Start of DATASET ENTRIES

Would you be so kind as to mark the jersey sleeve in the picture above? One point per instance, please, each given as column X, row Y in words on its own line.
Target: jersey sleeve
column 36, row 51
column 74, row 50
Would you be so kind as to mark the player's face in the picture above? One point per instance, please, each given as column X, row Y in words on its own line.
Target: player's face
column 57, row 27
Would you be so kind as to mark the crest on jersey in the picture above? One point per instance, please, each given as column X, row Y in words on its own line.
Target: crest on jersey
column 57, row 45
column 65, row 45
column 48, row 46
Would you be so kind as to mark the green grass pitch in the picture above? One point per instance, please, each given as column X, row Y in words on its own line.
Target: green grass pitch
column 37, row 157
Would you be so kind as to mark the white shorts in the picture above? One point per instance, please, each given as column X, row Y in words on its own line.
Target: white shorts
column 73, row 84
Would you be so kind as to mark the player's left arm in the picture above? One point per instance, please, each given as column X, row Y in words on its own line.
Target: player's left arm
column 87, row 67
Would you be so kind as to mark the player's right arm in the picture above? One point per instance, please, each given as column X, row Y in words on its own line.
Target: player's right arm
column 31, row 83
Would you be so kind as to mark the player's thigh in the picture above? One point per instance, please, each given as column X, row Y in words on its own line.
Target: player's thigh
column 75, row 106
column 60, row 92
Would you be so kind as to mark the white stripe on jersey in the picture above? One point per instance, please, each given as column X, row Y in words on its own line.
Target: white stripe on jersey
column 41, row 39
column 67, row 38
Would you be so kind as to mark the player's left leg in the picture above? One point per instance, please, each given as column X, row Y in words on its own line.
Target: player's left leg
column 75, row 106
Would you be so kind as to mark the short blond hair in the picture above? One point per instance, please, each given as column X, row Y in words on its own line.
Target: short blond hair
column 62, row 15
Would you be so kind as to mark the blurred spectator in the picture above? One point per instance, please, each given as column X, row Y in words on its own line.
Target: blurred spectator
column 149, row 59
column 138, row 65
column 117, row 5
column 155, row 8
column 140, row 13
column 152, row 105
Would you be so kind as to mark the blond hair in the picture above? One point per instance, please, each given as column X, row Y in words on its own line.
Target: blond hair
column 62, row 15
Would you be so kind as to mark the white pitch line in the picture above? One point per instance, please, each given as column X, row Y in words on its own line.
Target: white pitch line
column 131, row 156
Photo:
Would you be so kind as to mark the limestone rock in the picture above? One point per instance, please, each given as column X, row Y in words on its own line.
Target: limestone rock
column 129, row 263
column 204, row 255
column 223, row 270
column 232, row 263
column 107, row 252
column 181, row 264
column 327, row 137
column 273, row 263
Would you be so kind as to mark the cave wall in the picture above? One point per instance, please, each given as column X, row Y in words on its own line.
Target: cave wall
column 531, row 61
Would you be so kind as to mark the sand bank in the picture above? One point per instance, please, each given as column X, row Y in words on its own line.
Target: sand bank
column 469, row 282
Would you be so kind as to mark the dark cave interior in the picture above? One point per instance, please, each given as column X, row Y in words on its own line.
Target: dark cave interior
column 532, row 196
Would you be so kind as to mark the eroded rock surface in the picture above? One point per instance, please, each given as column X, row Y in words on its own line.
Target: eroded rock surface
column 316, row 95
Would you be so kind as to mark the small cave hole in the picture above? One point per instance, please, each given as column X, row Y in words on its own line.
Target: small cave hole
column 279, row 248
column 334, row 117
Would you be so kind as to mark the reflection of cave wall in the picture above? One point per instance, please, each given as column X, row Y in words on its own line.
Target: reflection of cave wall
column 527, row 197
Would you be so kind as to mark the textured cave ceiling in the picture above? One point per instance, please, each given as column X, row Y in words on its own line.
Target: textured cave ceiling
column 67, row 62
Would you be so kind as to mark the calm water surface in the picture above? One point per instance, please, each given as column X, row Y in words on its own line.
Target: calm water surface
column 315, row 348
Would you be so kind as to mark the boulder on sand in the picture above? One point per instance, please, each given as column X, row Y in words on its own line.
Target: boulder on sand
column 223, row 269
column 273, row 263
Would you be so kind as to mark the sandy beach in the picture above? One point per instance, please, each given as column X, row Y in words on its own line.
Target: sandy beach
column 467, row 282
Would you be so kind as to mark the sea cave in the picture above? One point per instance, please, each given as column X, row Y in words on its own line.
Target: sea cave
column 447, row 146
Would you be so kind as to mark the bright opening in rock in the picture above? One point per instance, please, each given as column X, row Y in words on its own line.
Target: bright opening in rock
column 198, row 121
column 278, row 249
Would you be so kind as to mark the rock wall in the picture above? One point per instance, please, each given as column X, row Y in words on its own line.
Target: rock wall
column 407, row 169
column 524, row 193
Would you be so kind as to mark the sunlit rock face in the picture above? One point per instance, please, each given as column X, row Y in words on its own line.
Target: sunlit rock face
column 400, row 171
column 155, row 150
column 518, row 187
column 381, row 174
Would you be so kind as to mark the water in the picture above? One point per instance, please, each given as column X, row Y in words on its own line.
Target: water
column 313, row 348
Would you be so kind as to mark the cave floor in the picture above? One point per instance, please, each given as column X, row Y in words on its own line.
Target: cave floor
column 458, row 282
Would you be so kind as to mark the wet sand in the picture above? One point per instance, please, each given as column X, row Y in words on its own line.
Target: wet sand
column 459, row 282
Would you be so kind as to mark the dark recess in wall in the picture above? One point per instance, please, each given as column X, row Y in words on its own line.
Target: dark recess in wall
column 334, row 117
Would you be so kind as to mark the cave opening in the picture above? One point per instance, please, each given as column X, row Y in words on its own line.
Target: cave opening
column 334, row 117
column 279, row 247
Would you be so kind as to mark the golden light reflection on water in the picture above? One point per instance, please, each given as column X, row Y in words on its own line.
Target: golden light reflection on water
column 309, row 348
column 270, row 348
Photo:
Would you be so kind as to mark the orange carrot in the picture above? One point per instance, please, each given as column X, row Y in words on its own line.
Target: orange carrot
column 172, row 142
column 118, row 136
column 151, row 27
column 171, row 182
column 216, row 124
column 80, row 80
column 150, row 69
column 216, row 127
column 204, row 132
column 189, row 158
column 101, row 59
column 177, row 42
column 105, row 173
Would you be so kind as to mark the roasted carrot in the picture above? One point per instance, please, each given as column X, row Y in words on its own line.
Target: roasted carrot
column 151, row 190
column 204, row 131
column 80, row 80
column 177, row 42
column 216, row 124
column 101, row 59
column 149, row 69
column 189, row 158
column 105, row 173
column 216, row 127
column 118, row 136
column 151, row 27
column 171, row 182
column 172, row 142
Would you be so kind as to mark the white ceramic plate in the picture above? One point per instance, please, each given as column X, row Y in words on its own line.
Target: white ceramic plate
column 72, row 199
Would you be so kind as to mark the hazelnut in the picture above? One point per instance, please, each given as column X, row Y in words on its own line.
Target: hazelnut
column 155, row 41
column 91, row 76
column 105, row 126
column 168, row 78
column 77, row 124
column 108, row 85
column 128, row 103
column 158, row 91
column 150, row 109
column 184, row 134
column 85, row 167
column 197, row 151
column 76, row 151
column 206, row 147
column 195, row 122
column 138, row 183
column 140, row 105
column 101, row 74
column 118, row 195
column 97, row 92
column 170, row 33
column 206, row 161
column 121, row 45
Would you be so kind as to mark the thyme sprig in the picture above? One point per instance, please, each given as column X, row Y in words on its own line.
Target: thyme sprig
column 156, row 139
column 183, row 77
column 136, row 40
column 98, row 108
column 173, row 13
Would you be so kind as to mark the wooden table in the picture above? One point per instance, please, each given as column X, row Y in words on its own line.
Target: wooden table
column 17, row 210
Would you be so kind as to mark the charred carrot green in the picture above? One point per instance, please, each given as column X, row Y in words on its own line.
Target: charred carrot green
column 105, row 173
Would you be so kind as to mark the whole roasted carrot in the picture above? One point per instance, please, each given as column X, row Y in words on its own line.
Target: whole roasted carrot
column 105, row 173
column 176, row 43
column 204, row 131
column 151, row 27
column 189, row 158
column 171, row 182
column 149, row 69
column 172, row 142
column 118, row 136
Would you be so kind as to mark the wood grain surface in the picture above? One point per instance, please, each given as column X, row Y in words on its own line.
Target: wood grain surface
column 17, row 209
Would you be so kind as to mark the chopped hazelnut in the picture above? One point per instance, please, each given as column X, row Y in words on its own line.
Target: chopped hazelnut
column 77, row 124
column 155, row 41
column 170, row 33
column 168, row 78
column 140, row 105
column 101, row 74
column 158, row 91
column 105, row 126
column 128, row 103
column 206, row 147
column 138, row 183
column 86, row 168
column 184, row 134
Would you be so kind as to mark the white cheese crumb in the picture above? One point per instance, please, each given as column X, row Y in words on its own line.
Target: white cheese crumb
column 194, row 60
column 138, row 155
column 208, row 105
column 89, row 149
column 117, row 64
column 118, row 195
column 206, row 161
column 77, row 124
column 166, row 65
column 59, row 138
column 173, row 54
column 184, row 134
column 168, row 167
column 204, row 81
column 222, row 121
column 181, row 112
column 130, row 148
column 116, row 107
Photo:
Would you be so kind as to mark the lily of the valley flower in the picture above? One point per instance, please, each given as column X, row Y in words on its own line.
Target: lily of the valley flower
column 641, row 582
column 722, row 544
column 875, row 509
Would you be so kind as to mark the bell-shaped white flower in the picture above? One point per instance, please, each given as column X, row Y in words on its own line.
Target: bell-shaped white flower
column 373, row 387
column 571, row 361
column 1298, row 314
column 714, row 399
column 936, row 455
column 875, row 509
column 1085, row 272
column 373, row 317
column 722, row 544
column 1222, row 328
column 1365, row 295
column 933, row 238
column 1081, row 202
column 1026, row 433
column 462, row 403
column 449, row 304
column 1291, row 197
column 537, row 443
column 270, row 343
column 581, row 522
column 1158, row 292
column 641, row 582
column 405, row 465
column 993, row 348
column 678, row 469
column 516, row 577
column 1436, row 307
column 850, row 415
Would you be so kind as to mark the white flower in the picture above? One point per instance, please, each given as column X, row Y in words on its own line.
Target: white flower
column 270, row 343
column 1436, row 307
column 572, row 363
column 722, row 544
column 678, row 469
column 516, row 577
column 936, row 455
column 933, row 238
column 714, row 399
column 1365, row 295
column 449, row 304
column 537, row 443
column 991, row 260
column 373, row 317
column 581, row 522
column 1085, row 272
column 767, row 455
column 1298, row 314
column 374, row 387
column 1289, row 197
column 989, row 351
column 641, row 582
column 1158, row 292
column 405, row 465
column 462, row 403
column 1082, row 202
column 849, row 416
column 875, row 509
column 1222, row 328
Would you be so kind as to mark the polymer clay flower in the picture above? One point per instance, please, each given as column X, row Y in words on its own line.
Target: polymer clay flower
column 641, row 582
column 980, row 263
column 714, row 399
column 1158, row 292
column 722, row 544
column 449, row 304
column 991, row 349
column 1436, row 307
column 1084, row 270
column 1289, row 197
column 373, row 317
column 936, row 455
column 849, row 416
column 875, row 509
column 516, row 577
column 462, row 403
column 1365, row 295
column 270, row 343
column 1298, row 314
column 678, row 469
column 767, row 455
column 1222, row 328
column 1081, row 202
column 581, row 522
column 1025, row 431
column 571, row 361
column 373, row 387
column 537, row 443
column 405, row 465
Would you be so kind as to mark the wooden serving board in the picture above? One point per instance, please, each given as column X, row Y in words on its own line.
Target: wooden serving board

End of DATASET ENTRIES

■ WORK ITEM
Write out the lines of the entries, word for word, from the first through the one containing "Would you be so kind as to mark the player's face", and stop at that line.

■ ANSWER BOX
Would you be so kind as to mark the jersey sleeve in the picture above? One point per instance, please, each given as column X, row Y in words on its own line.
Target: jersey sleeve
column 36, row 51
column 74, row 50
Would you be so kind as to mark the player's face in the picture above? One point per instance, please, each given as column X, row Y in words on its own line.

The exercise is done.